§ TASK STATEMENT
Nothing in the data should change when you return it, but leave the pictures out.

Saved entries
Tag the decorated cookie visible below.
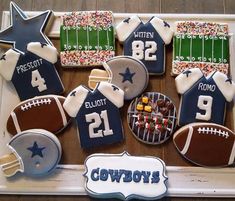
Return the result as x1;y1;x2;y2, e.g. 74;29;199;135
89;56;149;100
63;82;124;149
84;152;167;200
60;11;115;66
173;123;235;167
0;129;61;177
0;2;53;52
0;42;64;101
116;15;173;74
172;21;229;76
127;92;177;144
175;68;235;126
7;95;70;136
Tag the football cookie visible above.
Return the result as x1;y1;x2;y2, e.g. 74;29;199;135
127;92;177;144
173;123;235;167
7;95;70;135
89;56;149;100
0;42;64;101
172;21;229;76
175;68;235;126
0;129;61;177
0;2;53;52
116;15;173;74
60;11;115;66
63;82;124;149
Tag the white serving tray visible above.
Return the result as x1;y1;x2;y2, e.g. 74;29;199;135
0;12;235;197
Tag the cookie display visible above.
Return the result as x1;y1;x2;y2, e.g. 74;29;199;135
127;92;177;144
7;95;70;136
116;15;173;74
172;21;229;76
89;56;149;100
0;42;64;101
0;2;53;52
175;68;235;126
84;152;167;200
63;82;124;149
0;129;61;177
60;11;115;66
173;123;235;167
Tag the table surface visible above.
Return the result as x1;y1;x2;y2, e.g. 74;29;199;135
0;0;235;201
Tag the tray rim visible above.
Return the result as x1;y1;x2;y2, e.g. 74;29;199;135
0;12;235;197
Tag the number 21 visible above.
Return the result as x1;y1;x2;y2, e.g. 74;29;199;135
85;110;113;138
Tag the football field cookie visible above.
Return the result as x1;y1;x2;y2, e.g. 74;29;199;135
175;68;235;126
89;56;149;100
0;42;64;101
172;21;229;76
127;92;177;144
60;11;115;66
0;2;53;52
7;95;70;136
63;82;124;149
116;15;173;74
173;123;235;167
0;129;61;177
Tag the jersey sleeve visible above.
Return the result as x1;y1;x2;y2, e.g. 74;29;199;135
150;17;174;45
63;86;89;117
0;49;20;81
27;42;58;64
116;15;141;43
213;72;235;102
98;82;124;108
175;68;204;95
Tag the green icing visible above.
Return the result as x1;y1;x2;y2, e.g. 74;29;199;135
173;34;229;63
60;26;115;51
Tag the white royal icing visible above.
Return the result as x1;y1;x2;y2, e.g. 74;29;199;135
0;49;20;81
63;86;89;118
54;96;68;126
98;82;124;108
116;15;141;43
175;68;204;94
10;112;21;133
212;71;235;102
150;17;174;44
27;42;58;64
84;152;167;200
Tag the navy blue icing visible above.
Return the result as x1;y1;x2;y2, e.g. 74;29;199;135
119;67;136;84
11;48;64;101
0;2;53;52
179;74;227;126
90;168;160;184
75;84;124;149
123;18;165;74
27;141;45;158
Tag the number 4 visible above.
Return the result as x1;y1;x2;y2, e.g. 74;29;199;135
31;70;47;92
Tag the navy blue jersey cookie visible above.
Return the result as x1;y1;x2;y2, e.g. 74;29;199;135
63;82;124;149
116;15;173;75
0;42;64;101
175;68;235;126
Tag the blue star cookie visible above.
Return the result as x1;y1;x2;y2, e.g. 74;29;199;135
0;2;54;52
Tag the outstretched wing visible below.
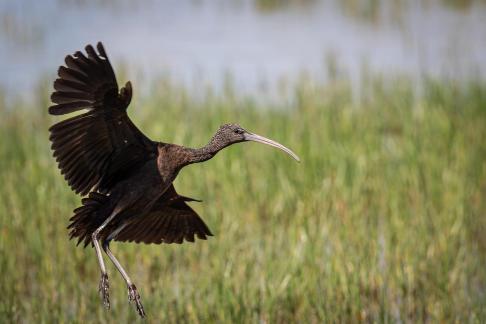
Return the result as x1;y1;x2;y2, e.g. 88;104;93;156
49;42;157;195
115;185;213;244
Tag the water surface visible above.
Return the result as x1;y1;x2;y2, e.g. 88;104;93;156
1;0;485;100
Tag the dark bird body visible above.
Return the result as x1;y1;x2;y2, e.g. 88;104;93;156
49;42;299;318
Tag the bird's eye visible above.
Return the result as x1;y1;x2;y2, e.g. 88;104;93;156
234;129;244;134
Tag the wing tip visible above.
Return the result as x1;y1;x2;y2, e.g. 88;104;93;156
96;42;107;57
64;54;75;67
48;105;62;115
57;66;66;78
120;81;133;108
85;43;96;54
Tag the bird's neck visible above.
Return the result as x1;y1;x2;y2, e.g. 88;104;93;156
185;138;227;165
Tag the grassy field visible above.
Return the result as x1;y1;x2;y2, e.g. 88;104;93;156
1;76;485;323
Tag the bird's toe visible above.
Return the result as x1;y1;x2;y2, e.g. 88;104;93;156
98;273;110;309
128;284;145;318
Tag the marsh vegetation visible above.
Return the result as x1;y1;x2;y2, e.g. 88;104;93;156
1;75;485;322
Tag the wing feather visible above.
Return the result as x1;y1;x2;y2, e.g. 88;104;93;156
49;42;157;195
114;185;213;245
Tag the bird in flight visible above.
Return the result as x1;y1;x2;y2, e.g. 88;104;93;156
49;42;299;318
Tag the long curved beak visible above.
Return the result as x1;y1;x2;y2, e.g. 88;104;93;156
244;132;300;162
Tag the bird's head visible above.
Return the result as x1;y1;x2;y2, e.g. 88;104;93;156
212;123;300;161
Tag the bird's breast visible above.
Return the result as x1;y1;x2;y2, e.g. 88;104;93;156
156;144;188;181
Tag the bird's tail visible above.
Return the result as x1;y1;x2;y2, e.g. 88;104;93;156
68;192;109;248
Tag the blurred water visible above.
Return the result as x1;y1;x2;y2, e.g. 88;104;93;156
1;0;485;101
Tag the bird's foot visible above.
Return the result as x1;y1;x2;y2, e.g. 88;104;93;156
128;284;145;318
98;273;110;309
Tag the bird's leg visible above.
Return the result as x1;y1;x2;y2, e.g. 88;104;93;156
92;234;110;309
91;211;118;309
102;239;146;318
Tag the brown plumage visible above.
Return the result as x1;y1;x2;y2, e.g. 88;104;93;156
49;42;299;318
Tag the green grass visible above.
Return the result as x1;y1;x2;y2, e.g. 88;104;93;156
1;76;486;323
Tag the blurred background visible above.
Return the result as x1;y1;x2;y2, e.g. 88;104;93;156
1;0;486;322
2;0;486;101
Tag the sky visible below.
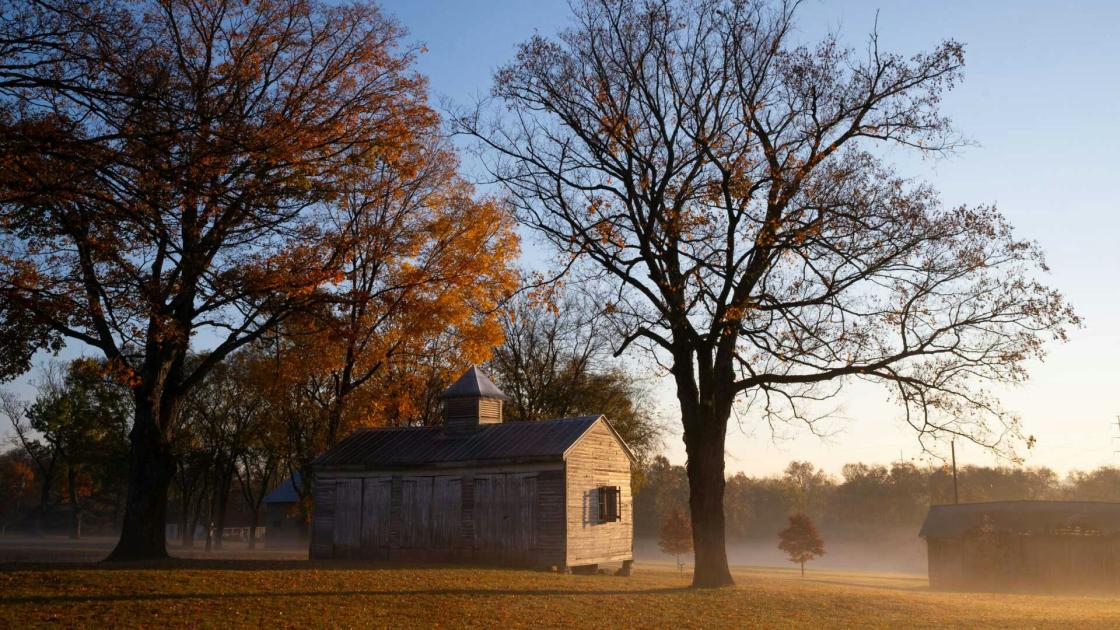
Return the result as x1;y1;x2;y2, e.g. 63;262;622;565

§ COMPLETED EXERCISE
Tag the decorated cookie visible below.
Return the result as x1;y1;x2;y2, e.g. 74;29;199;135
89;56;149;100
63;82;124;149
84;152;167;200
60;11;115;66
173;123;235;167
0;129;61;177
0;2;53;52
0;42;64;101
116;15;173;74
172;21;229;76
127;92;177;144
175;68;235;126
7;95;70;136
Tag the football cookie visible above.
Return the result as x1;y1;x2;y2, e.g. 74;29;199;135
127;92;177;144
173;123;235;167
7;95;70;135
89;56;149;100
0;42;64;101
172;21;229;76
175;68;235;126
0;129;61;177
0;2;53;52
116;15;173;74
60;11;115;66
63;82;124;149
Tag the white serving tray visible above.
Return the result as x1;y1;x2;y2, e.g. 74;29;199;135
0;12;235;197
Tag the cookie display visible above.
Return the result as x1;y1;x2;y2, e.g. 74;29;199;135
127;92;177;144
7;95;70;136
116;15;173;74
172;21;229;76
89;56;149;100
0;42;64;101
0;2;53;52
175;68;235;126
84;152;167;200
63;82;124;149
0;129;61;177
60;11;115;66
173;123;235;167
Tag the table surface visible above.
Return the result as x1;y1;x2;y2, e.g. 74;29;199;135
0;0;235;201
Tag the tray rim visible above.
Return the result as x1;y1;x2;y2, e.g. 74;29;199;135
0;12;235;197
Tag the number 21 visible above.
Return the result as x1;y1;x2;y2, e.g. 74;29;199;135
85;110;113;138
Tag the football field cookie visible above.
Return the result as x1;y1;x2;y2, e.g. 74;29;199;135
175;68;235;126
89;56;149;100
0;42;64;101
172;21;229;76
127;92;177;144
60;11;115;66
0;2;53;52
7;95;70;136
63;82;124;149
116;15;173;74
173;123;235;167
0;129;61;177
Tag the jersey sleeve visible above.
Return the result as x1;y1;x2;y2, e.g. 74;29;199;135
150;17;174;45
63;86;89;117
0;49;20;81
27;42;58;64
116;15;141;43
213;72;235;102
98;82;124;108
175;68;204;95
Tag the green icing visible above.
Return the result as x1;y1;x2;y2, e.g. 74;29;199;135
173;34;229;63
60;26;115;51
Tag the white royal icing visible above.
Return the result as x1;y1;x2;y2, e.g. 74;29;199;135
0;49;20;81
63;86;89;118
54;96;68;126
98;82;124;108
116;15;141;43
175;68;204;94
10;112;21;133
212;71;235;102
150;17;174;44
27;42;58;64
84;152;167;200
Tag the navy blue icing visible above.
Return the result as x1;y1;x2;y2, e.g. 74;29;199;135
119;67;136;84
11;48;64;101
0;2;53;52
179;74;227;126
90;168;160;184
75;84;124;149
123;18;165;74
27;141;45;158
Tag the number 4 visible above.
Return the result as x1;y1;x2;y2, e.g. 74;29;199;135
31;70;47;92
Tag the navy blue jersey cookie visible above.
Return the result as x1;y1;x2;y2, e.g. 74;29;199;135
63;82;124;149
116;15;173;75
0;42;64;101
175;68;235;126
Tag the blue star cookie visible above.
Return the result as x1;y1;x2;y2, e.g. 74;29;199;135
0;2;54;52
Tag the outstretched wing visible below.
Return the result as x1;y1;x2;y2, e.g. 88;104;93;156
49;42;157;195
115;185;213;244
Tag the water surface visible above.
Return the result as x1;y1;x2;y2, e.g. 88;104;93;156
1;0;485;100
Tag the dark bird body visible above.
Return the result as x1;y1;x2;y2, e.g. 88;104;93;156
49;42;299;318
Tag the bird's eye visible above.
Return the result as x1;y1;x2;y2, e.g. 88;104;93;156
234;129;244;134
Tag the wing tip visible above.
Return the result as x1;y1;x2;y2, e.g. 88;104;93;156
96;42;107;57
64;54;75;67
48;105;62;115
57;66;66;78
120;81;133;108
85;43;96;54
Tag the bird's neck visible above.
Return the result as x1;y1;x2;y2, e.g. 88;104;93;156
185;138;227;165
Tag the grassy field visible above.
Return the result as x1;y1;x2;y2, e.g. 88;104;93;156
1;76;485;323
Tag the bird's toe visible above.
Return the result as x1;y1;x2;y2, e.g. 88;104;93;156
98;273;110;309
128;284;145;318
Tag the marsh vegetation visible above.
Return the result as x1;y1;x2;y2, e.g. 88;104;93;156
1;75;485;322
Tag the wing feather visible above.
Return the result as x1;y1;x2;y2, e.g. 88;104;93;156
49;42;157;195
114;185;213;245
Tag the bird in flight visible above.
Return the result as x1;y1;x2;y2, e.g. 88;104;93;156
49;42;299;318
Tag the long curved beak visible above.
Return the result as x1;y1;x2;y2, e.g. 88;104;93;156
244;132;300;162
Tag the bird's head visible above.
Return the result as x1;y1;x2;y2, e.g. 88;104;93;156
212;123;300;161
Tag the bird's breast visible above.
Return the result as x1;y1;x2;y2, e.g. 88;104;93;156
156;144;188;181
Tag the bird's tail visible above.
Return the result as x1;y1;x2;y2, e.g. 88;104;93;156
68;192;109;248
Tag the blurred water visible above.
Return the result as x1;y1;x2;y2, e.g. 88;104;93;156
1;0;485;101
Tag the bird's foot visible above.
Return the result as x1;y1;x2;y2, e.g. 88;104;93;156
128;284;145;318
98;273;110;309
Tag the bird's leg visible above.
Return the result as x1;y1;x2;y2, e.g. 88;104;93;156
92;234;110;309
91;211;118;309
102;239;146;318
Tag the brown plumage visible above.
Return the result as x1;y1;x2;y2, e.g. 88;104;93;156
49;42;299;318
Tag the green grass visible above.
Return the result as x1;y1;x2;y2, e.g. 88;104;93;156
1;76;486;323
Tag the blurred background visible above.
Return the result as x1;y1;x2;y2, e.g. 88;104;93;156
1;0;486;322
2;0;486;101
Tag the sky visible below.
Return the result as x1;y1;x2;y2, e.g. 63;262;622;565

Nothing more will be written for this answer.